### 提供テキスト
========================================================================

カチオン電荷密度=A/B×1000 (1)
A:pH4.0に調整した凝結剤水溶液のアニオン要求量(μeq/l)
B:凝結剤水溶液の固形分濃度(g/l)
【0055】
<シリカ複合再生粒子>
シリカ複合再生粒子は、再生粒子とこの再生粒子の表面の少なくとも一部を被覆するシリカとを備える。上記シリカ複合再生粒子は、通常、シリカで被覆された再生粒子の凝集粒子と、シリカで被覆されているのみで凝集が生じていない再生粒子とが混在して存在する粒子の集合体である。再生粒子は、製紙スラッジを主原料とし、脱水、熱処理及び粉砕工程を経て得られたものである。このような工程を経て得られた再生粒子は、過燃焼が抑えられており、スラリー化の際の増粘を抑制することができる。なお、この再生粒子の好ましい製造方法については、後に詳述する。
【0056】
上記シリカ複合再生粒子は、このように再生粒子にシリカ被覆することで、つまり、上記シリカ複合再生粒子の製造において、粒径のばらつきが大きい再生粒子をもとに、シリカの被覆により粒径のばらつきが小さい状態とし、体積10%粒子径D10に対する体積90%粒子径D90の比D90/D10が2以上5以下としている。このような粒子の集合体である上記シリカ複合再生粒子によれば、粒径の小さい粒子が少ないため、抄紙の際に繊維間に留りやすく、歩留りが向上すると共に、柔軟な性状により嵩高性にも寄与する。さらにシリカ含有率を2質量%以上30質量%以下に調整することで粒径の小さい粒子が選択的にシリカにより柔軟に凝集化されるため好ましい。上記シリカ複合再生粒子によれば元々粒径が大きく角張っていた粒子の表面はシリカで被覆されているためワイヤー磨耗度を下げることができる。
【0057】
<再生粒子>
上記シリカ複合再生粒子に用いられる再生粒子は、体積平均粒子径(一次粒子径)が0.5μm以上3μm以下のものが好ましく、0.8μm以上2.5μm以下であるものが更に好ましい。再生粒子の体積平均粒子径をこのような範囲とすることで、後述するシリカによる凝集と相まって、上記シリカ複合再生粒子の歩留り及び不透明度等を高めることができる。
【0058】
<シリカ>
再生粒子を被覆するシリカとしては、特に限定されず公知のものを用いることができ、後述するように水溶液中でシリカを析出し被覆させることで、効率的に再生粒子に被覆させることができる。

========================================================================

### 課題文 1
シリカ複合再生粒子についての文章から、「カチオン電荷密度=A/B×1000 (1)」から「法については、後に詳述する。」までの部分を一字一句変えずに書き出してください。
### 課題文 2
シリカ複合再生粒子についての文章を、最後の文の後から書き進めてください。

抽出されたデータ項目:
========================================================================

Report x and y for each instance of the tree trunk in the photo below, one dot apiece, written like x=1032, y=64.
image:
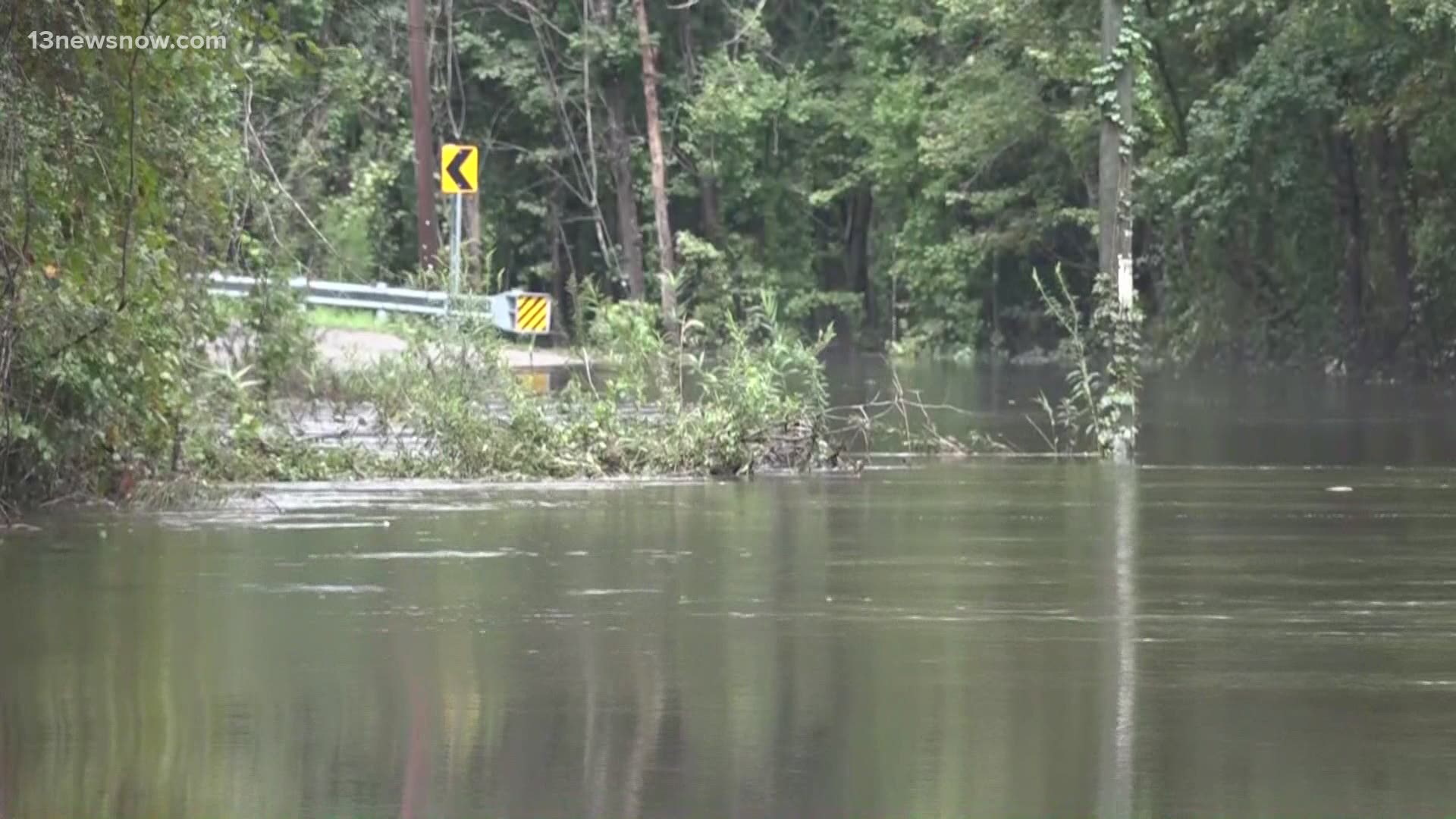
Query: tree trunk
x=1116, y=200
x=619, y=155
x=1394, y=161
x=1348, y=207
x=1116, y=167
x=428, y=238
x=629, y=231
x=558, y=256
x=856, y=249
x=654, y=143
x=707, y=181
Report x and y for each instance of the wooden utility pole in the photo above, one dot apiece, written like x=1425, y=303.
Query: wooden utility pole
x=1116, y=164
x=654, y=143
x=1116, y=190
x=428, y=238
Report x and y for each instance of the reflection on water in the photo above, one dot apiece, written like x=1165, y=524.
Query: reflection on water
x=948, y=640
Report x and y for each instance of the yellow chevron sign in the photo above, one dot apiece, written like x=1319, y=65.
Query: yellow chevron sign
x=532, y=312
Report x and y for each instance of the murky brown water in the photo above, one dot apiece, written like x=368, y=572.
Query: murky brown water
x=984, y=639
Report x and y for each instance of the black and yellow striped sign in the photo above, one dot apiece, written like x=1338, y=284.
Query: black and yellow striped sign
x=532, y=314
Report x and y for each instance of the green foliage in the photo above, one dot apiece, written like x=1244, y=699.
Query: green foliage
x=1103, y=375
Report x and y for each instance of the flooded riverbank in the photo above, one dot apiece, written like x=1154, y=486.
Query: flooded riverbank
x=1215, y=632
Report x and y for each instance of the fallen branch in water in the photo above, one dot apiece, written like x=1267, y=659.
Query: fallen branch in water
x=916, y=425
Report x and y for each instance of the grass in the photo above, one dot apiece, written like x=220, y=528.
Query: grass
x=340, y=318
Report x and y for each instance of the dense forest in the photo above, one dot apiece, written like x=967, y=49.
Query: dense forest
x=897, y=167
x=894, y=168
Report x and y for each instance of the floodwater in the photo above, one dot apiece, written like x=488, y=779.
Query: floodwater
x=1258, y=621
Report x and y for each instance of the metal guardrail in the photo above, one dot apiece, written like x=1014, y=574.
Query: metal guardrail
x=533, y=316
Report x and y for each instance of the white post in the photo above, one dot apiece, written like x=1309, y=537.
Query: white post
x=455, y=251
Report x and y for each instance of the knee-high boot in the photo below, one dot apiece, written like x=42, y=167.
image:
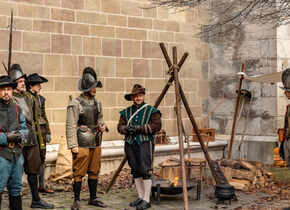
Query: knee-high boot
x=15, y=202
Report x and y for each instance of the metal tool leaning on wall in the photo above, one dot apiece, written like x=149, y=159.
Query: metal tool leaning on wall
x=84, y=128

========================================================================

### 回答 1
カチオン電荷密度=A/B×1000 (1)
A:pH4.0に調整した凝結剤水溶液のアニオン要求量(μeq/l)
B:凝結剤水溶液の固形分濃度(g/l)
【0055】
<シリカ複合再生粒子>
シリカ複合再生粒子は、再生粒子とこの再生粒子の表面の少なくとも一部を被覆するシリカとを備える。上記シリカ複合再生粒子は、通常、シリカで被覆された再生粒子の凝集粒子と、シリカで被覆されているのみで凝集が生じていない再生粒子とが混在して存在する粒子の集合体である。再生粒子は、製紙スラッジを主原料とし、脱水、熱処理及び粉砕工程を経て得られたものである。このような工程を経て得られた再生粒子は、過燃焼が抑えられており、スラリー化の際の増粘を抑制することができる。なお、この再生粒子の好ましい製造方法については、後に詳述する。

### 回答 2
【0059】
このシリカの含有率としては、2質量%以上30質量%以下が好ましく、3質量%以上20質量%以下がさらに好ましい。シリカの含有率をこのような範囲とすることで、粒径の小さい再生粒子に対しては、複数の粒子が柔軟に凝集するほど十分な表面へのシリカ析出量となり、粒径の大きい再生粒子に対しては、表面、特に析出しやすいナイフエッジ等の先端部分へのシリカ析出に留まり、他の粒子との凝集が生じるほどの被覆が生じない。従って、上記シリカ複合再生粒子によれば、粒度分布の広い再生粒子をこのような質量比のシリカで被覆することで、粒度分布の狭い凝集体状態に制御されやすくなり、結果としてシリカ複合再生粒子の歩留向上、吸油度や不透明度を高め、ワイヤー磨耗度の低減を図ることができる。
【0060】
シリカの含有率が上記下限未満の場合は、再生粒子を十分に凝集させることができず、得られるシリカ複合再生粒子の粒度分布が狭まりにくく、その結果、歩留りが向上しないおそれがある。逆に、シリカ含有率が上記上限を超える場合は、粒径の比較的大きい再生粒子の凝集までもが進みやすくなる。その結果、得られるシリカ複合再生粒子において粒径が大きい粒子が増え、同様に粒度分布が狭まりにくく、不透明度向上能が十分ではなく、また、粒径の大きい粒子が多いため、紙力が低下したり、紙粉が生じやすくなるおそれがある。上記シリカ複合再生粒子を当該新聞用紙に填料として用いることにより、特に坪量が44g/m
2以下の低坪量であっても、粒子径がシャープな粒子がパルプ繊維中に均一に分散し、しかも歩留まりが高いため、不透明度が高く、インキ着肉性が良好で紙粉が少なく、引張強度にも良好な新聞用紙が得られるため好ましい。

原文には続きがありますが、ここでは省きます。